Region annotation entries
%%

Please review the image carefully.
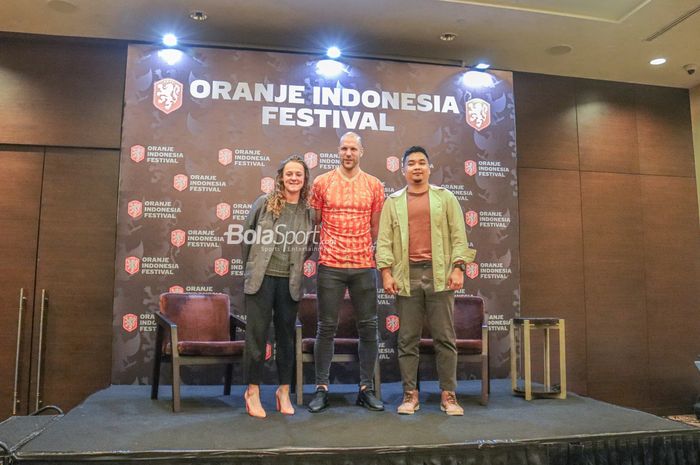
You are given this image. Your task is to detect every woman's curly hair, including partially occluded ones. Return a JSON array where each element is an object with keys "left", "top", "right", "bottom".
[{"left": 267, "top": 155, "right": 309, "bottom": 218}]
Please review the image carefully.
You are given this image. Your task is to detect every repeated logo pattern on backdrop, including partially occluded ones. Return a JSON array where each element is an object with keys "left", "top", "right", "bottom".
[{"left": 112, "top": 45, "right": 520, "bottom": 384}]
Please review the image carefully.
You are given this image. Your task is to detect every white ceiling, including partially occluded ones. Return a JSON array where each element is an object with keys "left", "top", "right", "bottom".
[{"left": 0, "top": 0, "right": 700, "bottom": 88}]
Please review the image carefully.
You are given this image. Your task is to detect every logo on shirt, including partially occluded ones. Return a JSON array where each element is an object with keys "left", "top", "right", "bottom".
[
  {"left": 386, "top": 315, "right": 401, "bottom": 333},
  {"left": 465, "top": 98, "right": 491, "bottom": 131},
  {"left": 153, "top": 78, "right": 182, "bottom": 115},
  {"left": 304, "top": 260, "right": 316, "bottom": 278}
]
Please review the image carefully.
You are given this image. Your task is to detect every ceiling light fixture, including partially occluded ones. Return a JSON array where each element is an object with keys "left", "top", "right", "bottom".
[
  {"left": 545, "top": 44, "right": 574, "bottom": 56},
  {"left": 190, "top": 10, "right": 209, "bottom": 21},
  {"left": 46, "top": 0, "right": 78, "bottom": 13},
  {"left": 326, "top": 45, "right": 342, "bottom": 60},
  {"left": 163, "top": 34, "right": 177, "bottom": 47}
]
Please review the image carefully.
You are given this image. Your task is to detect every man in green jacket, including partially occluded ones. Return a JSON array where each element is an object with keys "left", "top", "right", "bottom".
[{"left": 377, "top": 146, "right": 476, "bottom": 415}]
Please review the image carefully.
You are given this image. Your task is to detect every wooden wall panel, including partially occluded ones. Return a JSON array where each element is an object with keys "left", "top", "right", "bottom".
[
  {"left": 518, "top": 168, "right": 587, "bottom": 394},
  {"left": 642, "top": 176, "right": 700, "bottom": 412},
  {"left": 636, "top": 86, "right": 694, "bottom": 177},
  {"left": 0, "top": 36, "right": 126, "bottom": 148},
  {"left": 513, "top": 74, "right": 579, "bottom": 170},
  {"left": 576, "top": 79, "right": 639, "bottom": 173},
  {"left": 0, "top": 150, "right": 44, "bottom": 421},
  {"left": 581, "top": 173, "right": 649, "bottom": 407},
  {"left": 30, "top": 149, "right": 119, "bottom": 409}
]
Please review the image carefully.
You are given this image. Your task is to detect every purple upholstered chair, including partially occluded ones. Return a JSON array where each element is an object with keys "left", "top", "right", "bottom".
[{"left": 151, "top": 293, "right": 245, "bottom": 412}]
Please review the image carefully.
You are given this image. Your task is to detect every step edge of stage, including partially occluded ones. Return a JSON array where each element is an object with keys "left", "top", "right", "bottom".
[{"left": 13, "top": 426, "right": 700, "bottom": 461}]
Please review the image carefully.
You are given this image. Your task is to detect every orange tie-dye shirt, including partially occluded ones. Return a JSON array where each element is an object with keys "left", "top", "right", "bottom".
[{"left": 309, "top": 169, "right": 384, "bottom": 268}]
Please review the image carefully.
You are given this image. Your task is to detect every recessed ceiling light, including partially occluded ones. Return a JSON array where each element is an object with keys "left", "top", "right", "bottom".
[
  {"left": 163, "top": 33, "right": 177, "bottom": 47},
  {"left": 545, "top": 44, "right": 574, "bottom": 56},
  {"left": 46, "top": 0, "right": 78, "bottom": 13},
  {"left": 190, "top": 10, "right": 209, "bottom": 21},
  {"left": 326, "top": 45, "right": 342, "bottom": 60}
]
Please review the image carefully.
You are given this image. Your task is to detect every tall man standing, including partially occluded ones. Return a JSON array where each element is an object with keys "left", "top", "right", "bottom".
[
  {"left": 309, "top": 132, "right": 384, "bottom": 413},
  {"left": 377, "top": 146, "right": 476, "bottom": 415}
]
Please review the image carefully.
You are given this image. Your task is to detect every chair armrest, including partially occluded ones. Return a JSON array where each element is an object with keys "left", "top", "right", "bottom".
[
  {"left": 228, "top": 313, "right": 246, "bottom": 330},
  {"left": 228, "top": 313, "right": 246, "bottom": 341},
  {"left": 154, "top": 312, "right": 177, "bottom": 331}
]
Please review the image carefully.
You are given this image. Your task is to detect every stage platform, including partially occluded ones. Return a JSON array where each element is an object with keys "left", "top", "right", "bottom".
[{"left": 0, "top": 380, "right": 700, "bottom": 465}]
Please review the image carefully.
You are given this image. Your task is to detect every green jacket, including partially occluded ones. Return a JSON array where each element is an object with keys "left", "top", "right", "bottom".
[{"left": 377, "top": 185, "right": 476, "bottom": 296}]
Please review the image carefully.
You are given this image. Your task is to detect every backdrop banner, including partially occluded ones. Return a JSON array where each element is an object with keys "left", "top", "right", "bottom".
[{"left": 112, "top": 45, "right": 520, "bottom": 384}]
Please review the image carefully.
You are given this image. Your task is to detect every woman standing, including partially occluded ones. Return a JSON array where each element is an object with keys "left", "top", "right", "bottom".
[{"left": 242, "top": 156, "right": 314, "bottom": 418}]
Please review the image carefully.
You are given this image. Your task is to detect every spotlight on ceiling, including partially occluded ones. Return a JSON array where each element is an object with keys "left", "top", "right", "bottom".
[
  {"left": 190, "top": 10, "right": 209, "bottom": 21},
  {"left": 326, "top": 45, "right": 342, "bottom": 60},
  {"left": 163, "top": 34, "right": 177, "bottom": 47},
  {"left": 158, "top": 48, "right": 182, "bottom": 66},
  {"left": 316, "top": 60, "right": 347, "bottom": 77}
]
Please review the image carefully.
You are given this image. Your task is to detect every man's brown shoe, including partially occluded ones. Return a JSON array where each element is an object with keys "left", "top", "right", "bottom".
[
  {"left": 440, "top": 391, "right": 464, "bottom": 415},
  {"left": 396, "top": 389, "right": 420, "bottom": 415}
]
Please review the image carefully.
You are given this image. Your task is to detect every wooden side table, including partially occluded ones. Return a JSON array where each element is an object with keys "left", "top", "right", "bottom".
[{"left": 510, "top": 318, "right": 566, "bottom": 400}]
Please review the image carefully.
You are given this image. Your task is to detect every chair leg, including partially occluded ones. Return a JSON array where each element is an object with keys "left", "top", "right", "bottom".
[
  {"left": 151, "top": 355, "right": 160, "bottom": 399},
  {"left": 294, "top": 327, "right": 304, "bottom": 405},
  {"left": 374, "top": 360, "right": 382, "bottom": 400},
  {"left": 224, "top": 363, "right": 233, "bottom": 396},
  {"left": 481, "top": 355, "right": 489, "bottom": 405},
  {"left": 172, "top": 357, "right": 180, "bottom": 412},
  {"left": 151, "top": 327, "right": 163, "bottom": 399}
]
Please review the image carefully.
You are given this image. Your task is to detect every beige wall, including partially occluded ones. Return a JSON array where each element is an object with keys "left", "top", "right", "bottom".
[{"left": 690, "top": 86, "right": 700, "bottom": 225}]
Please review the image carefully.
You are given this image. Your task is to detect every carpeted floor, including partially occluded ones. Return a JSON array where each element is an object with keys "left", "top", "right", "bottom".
[{"left": 5, "top": 380, "right": 691, "bottom": 456}]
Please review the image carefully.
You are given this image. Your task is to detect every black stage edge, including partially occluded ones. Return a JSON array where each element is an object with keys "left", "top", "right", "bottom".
[{"left": 0, "top": 380, "right": 700, "bottom": 465}]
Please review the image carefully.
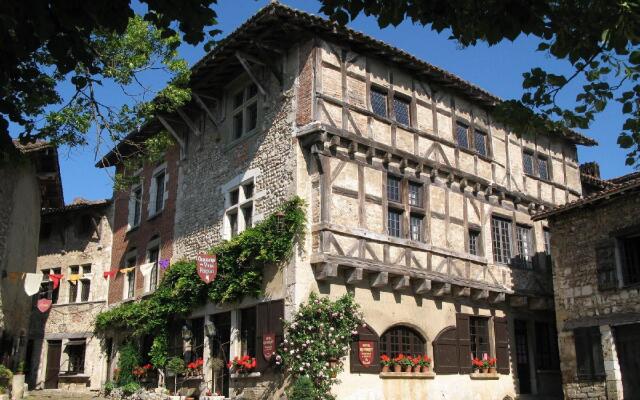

%%

From the entries above, pick out and copy each line containing the word "wall". Only matches in the same case count.

You are given this image. Your task is to detect every wooden wall panel, including partially occluded ones. Return a JSON array where each element is an object with keys "left", "top", "right", "bottom".
You are given this image. Your task is to detect every beige wall, including partially occluded ones. Return a JSON array where each element is an object with keys "left", "top", "right", "bottom".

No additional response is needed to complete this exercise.